SUPPLIED TEXT -

::::

FIELD OF THE INVENTION

The invention belongs to the field of onboard flight management systems on aircraft. More specifically, it applies to the guidance module whose function is to transmit the procedures from the pilot to the aeroplane system.

BACKGROUND OF THE INVENTION

The ergonomics of these systems are particularly critical to flight safety. In practice, the increasing automation since the beginning of the 1980s has led the crew to use mainly the electronic systems and to use the primary piloting controls of the aircraft less and less. This trend has been emphasized since the beginning of the 1990s with the use of onboard flight management systems (FMS) becoming widespread. A flight management system comprises various functional components that enable the crew to programme a flight from a navigation database. The system then calculates a lateral and vertical trajectory making it possible to reach the destination of the flight plan based on the characteristics of the aeroplane and the data supplied by the crew and the environment of the system. The positioning and guidance functions collaborate for the aircraft to remain on the trajectory. The crew however remains responsible for the progress of the flight. It is therefore essential that it receive from the various subsystems the right information presented unambiguously enabling the crew to make and execute the right navigation decisions at the right moment. To obtain this result, the designers of the subsystems pay increasing attention to the relevance and clarity of the information presented to the crew and the manner in which said information is presented, as well as to the tools that are available to it to confirm that the commands input are valid.

::::

SOURCE DATA -

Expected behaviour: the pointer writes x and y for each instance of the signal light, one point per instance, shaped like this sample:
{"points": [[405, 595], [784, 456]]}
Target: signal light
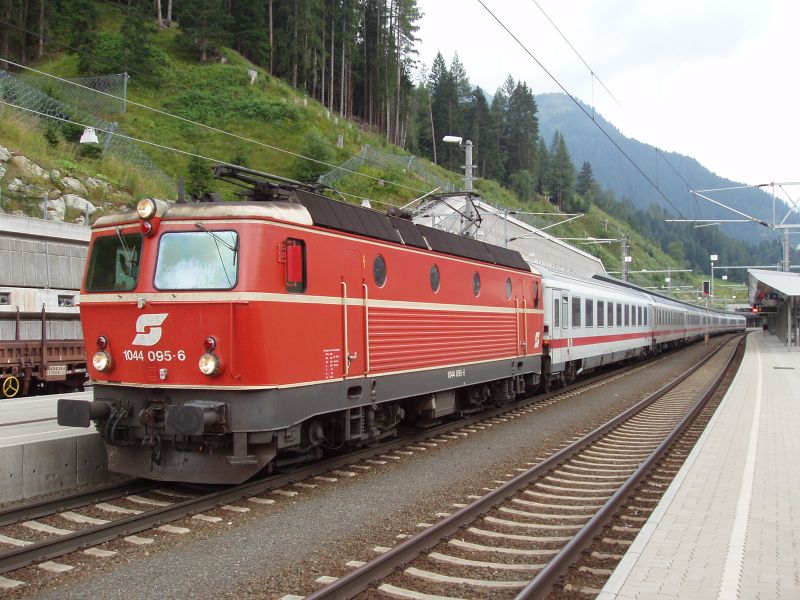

::::

Extend the passage on onboard flight management systems, picking up right after its final sentence.

Progress is ongoing on the subject but, among the problems that are not resolved by the prior art, there is the one posed by the programming of a convergent or divergent trajectory according to a course or a radial given relative to a point, which is a conventional function of an FMS described in the ARINC 702A-3 standard “Advanced Flight Management Computer System”, and which is very widely used notably in the approach phase. One example is the approach axis capture as described in the PANS-OPS (Procedures for Air Navigation Services—Aircraft Operations, which set the instrument approach procedures and the departure procedures and which are summarized in the document published by the International Civil Aviation Organization—ICAO—8168 Volume I) for parallel approaches. In this case, the crew can receive a procedure from the traffic controller of the destination airport expressed either by course or by radial that must be communicated to the aeroplane system in one of these two modes which will be the only one displayed on the control screen. Now, the course is equal to the radial when diverging from a point but equal to the radial plus 180° when approaching toward the point. This combination (external procedure mode; input mode; conversion between modes) creates a problem likely to seriously compromise the safety of the flight because if the pilot makes a mistake on the procedure that he inputs, the aeroplane might be led to make a half-turn. The present invention resolves this problem.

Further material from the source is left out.